MEMORANDUM AND ORDER
It is hereby ORDERED that the judgment so appealed from is unanimously affirmed.
Memorandum: Defendant appeals from a judgment convicting him, upon a jury verdict, of burglary in the third degree (Penal Law § 140.20) and criminal mischief in the third degree (§ 145.05[2] ). The conviction arises from an incident in which defendant forcibly entered a bar after hours by breaking the glass windows in two entryway doors and pulling the alarm system off the wall. We reject defendant's contention that the evidence is legally insufficient to support the conviction (see generally People v. Bleakley, 69 N.Y.2d 490, 495). “In burglary cases [based on circumstantial evidence, as is the case herein], the defendant's intent to commit a crime within the premises may be inferred beyond a reasonable doubt from the circumstances of the entry” (People v. Gates, 170 A.D.2d 971, 971-972, lv denied 78 N.Y.2d 922 [internal quotation marks omitted]; see People v. Gaines, 74 N.Y.2d 358, 362 n 1). The fact that defendant used force in obtaining entry to the bar by breaking the glass windows in the entryway doors “amply supports the inference that he had criminal intent[, and t]hat inference is buttressed by numerous other factors, primarily defendant's unexplained and unauthorized presence on the premises” in the early hours of the morning (Gates, 170 A.D.2d at 972). Similarly, with respect to the criminal mischief count, defendant's intent to damage the property may be inferred from the circumstances of the incident (see People v. Bryant, 13 AD3d 1170, lv denied 4 NY3d 884).

**ACTION ITEM:**
In the court memorandum, of which two offenses was the defendant convicted?

**DATA FOR ANALYSIS:**
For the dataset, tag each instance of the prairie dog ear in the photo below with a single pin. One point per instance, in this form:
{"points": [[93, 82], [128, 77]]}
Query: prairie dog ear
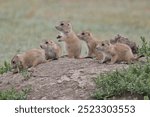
{"points": [[109, 43], [89, 33]]}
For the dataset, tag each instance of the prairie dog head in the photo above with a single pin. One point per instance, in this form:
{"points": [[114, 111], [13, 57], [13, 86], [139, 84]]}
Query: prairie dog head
{"points": [[16, 62], [48, 44], [85, 35], [64, 26], [103, 46]]}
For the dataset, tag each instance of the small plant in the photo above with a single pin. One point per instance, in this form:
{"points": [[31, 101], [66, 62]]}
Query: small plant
{"points": [[13, 94], [134, 80], [145, 48], [5, 68]]}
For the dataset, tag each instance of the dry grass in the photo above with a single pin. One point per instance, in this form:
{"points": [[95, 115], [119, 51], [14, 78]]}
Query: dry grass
{"points": [[25, 23]]}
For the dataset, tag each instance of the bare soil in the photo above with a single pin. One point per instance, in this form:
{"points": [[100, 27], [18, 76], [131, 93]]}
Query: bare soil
{"points": [[60, 79]]}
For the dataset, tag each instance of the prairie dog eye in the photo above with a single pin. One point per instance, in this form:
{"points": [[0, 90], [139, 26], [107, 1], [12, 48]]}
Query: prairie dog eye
{"points": [[13, 62], [83, 33], [62, 24], [46, 42]]}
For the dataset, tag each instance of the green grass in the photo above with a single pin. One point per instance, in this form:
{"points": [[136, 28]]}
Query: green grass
{"points": [[13, 94], [24, 24], [134, 80]]}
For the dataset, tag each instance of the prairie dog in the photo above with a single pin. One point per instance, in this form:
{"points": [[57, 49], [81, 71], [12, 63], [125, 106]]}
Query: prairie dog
{"points": [[28, 59], [90, 40], [118, 52], [52, 50], [73, 44], [104, 57], [124, 40]]}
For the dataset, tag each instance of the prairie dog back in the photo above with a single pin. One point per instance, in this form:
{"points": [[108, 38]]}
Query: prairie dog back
{"points": [[28, 59], [52, 49], [73, 44], [118, 52]]}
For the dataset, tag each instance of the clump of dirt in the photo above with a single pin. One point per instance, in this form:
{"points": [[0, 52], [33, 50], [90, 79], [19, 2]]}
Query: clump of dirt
{"points": [[60, 79]]}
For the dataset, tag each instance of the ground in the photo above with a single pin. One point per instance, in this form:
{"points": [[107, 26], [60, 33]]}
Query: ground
{"points": [[60, 79]]}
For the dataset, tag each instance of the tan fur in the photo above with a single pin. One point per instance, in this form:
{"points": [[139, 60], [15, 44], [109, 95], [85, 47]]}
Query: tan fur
{"points": [[28, 59], [52, 49], [73, 44], [91, 42], [118, 52]]}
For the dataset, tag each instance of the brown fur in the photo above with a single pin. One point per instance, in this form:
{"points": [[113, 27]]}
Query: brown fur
{"points": [[73, 44], [91, 42], [52, 49], [28, 59], [118, 52], [124, 40]]}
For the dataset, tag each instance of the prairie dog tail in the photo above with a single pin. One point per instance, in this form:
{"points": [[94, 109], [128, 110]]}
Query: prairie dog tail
{"points": [[138, 57]]}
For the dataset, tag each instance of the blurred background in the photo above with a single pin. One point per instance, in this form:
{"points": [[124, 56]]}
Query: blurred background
{"points": [[25, 23]]}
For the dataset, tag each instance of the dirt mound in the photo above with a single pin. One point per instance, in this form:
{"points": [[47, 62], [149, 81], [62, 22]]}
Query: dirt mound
{"points": [[60, 79]]}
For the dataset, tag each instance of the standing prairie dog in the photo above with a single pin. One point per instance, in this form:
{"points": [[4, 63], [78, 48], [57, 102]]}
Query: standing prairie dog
{"points": [[52, 50], [119, 52], [28, 59], [91, 42], [73, 44]]}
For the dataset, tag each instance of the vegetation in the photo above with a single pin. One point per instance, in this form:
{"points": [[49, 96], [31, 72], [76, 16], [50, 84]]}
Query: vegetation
{"points": [[13, 94], [5, 68], [134, 80]]}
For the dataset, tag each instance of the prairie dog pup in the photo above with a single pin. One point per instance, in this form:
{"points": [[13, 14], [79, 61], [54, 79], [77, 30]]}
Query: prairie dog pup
{"points": [[90, 40], [118, 52], [52, 50], [28, 59], [104, 57], [121, 39], [73, 44]]}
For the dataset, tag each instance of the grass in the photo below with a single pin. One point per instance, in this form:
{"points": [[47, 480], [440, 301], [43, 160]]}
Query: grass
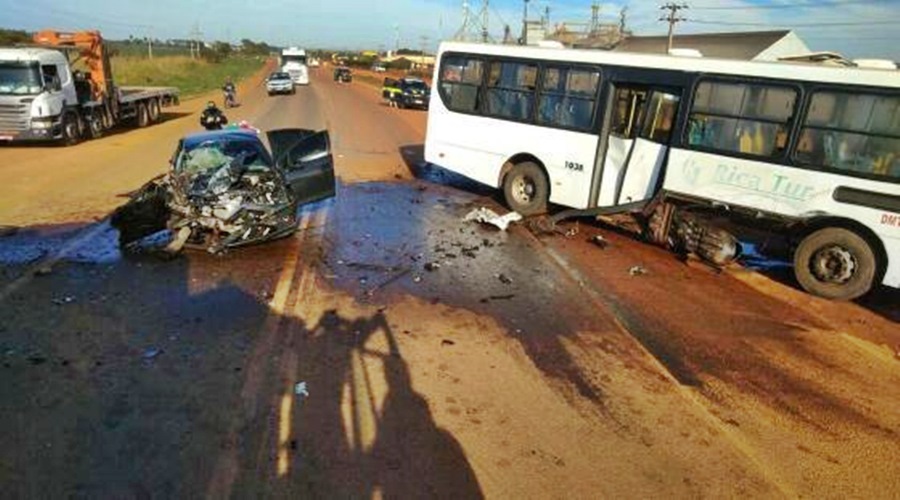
{"points": [[192, 77]]}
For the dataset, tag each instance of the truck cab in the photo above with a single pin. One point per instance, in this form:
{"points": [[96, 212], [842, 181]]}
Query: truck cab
{"points": [[36, 87]]}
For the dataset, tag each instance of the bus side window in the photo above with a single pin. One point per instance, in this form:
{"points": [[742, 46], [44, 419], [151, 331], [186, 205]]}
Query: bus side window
{"points": [[852, 132], [658, 125], [751, 119], [627, 112], [460, 83]]}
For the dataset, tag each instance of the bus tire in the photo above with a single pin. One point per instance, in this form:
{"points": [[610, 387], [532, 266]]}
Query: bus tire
{"points": [[526, 189], [141, 118], [835, 263]]}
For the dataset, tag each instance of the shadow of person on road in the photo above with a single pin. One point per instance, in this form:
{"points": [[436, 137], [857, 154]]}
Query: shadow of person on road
{"points": [[364, 429]]}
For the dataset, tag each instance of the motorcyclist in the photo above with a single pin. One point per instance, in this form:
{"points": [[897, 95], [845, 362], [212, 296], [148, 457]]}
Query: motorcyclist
{"points": [[212, 117], [230, 92]]}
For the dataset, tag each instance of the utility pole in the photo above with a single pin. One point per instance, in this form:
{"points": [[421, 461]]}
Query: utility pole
{"points": [[424, 40], [485, 21], [194, 38], [672, 18], [595, 18]]}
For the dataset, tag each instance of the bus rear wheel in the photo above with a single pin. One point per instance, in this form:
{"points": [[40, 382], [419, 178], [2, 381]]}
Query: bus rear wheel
{"points": [[526, 189], [835, 263]]}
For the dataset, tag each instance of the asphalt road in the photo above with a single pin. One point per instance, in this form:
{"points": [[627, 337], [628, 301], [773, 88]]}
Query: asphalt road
{"points": [[433, 357]]}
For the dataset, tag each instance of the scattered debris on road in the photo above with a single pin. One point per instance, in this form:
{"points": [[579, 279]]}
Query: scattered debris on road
{"points": [[485, 215], [600, 241], [151, 353]]}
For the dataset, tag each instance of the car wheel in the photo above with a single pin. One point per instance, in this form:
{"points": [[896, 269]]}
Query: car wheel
{"points": [[526, 189], [835, 263]]}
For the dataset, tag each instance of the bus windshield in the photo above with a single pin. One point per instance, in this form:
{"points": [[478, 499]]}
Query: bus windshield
{"points": [[19, 78]]}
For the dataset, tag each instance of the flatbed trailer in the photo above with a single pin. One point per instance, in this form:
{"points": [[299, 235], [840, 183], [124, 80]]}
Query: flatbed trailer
{"points": [[44, 99]]}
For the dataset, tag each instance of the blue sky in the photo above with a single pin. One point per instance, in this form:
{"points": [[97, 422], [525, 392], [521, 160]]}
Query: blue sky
{"points": [[856, 28]]}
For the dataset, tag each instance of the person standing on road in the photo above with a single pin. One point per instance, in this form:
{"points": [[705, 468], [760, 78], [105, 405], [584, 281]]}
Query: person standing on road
{"points": [[230, 92], [212, 117]]}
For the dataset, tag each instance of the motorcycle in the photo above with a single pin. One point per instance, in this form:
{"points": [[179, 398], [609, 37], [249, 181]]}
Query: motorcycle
{"points": [[229, 99]]}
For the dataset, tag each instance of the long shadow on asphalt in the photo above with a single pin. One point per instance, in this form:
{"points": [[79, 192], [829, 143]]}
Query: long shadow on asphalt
{"points": [[133, 377]]}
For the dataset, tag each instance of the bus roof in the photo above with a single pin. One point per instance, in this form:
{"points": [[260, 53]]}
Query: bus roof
{"points": [[777, 70]]}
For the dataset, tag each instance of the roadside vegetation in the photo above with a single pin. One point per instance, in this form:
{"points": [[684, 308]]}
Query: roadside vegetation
{"points": [[172, 64], [191, 76]]}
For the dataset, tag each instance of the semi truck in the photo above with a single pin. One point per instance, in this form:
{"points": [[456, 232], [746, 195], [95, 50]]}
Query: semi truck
{"points": [[44, 97]]}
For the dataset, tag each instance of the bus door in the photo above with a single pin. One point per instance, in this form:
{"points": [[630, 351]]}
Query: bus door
{"points": [[640, 121]]}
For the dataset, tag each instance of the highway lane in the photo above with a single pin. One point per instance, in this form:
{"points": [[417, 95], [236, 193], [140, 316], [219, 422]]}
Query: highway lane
{"points": [[518, 367]]}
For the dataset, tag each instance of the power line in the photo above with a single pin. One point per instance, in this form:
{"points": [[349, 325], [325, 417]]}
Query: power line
{"points": [[672, 18], [797, 25], [791, 6]]}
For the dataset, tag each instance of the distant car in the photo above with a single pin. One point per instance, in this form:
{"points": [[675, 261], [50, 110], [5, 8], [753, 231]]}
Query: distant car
{"points": [[406, 93], [280, 83], [343, 75], [225, 189]]}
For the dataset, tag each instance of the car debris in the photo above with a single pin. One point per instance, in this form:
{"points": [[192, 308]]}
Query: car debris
{"points": [[226, 190], [485, 215], [151, 353], [600, 241]]}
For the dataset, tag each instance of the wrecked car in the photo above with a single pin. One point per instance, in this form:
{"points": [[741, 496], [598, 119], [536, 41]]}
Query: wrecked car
{"points": [[225, 189]]}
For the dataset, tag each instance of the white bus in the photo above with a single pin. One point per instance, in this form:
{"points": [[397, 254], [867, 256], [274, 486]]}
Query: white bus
{"points": [[293, 62], [810, 152]]}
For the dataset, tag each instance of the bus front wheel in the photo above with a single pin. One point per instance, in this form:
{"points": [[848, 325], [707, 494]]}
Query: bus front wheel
{"points": [[835, 263], [526, 189]]}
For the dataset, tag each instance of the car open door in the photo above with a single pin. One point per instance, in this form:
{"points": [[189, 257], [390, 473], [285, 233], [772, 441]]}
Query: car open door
{"points": [[305, 158]]}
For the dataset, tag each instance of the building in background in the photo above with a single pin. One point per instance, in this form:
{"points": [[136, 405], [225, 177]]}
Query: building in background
{"points": [[746, 46]]}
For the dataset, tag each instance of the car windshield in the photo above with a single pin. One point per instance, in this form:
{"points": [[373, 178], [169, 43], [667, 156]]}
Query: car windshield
{"points": [[415, 85], [209, 155], [19, 78]]}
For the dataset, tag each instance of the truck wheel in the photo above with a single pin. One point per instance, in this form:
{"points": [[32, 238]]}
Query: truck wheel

**RESPONSE AREA:**
Burglary in the third degree and criminal mischief in the third degree.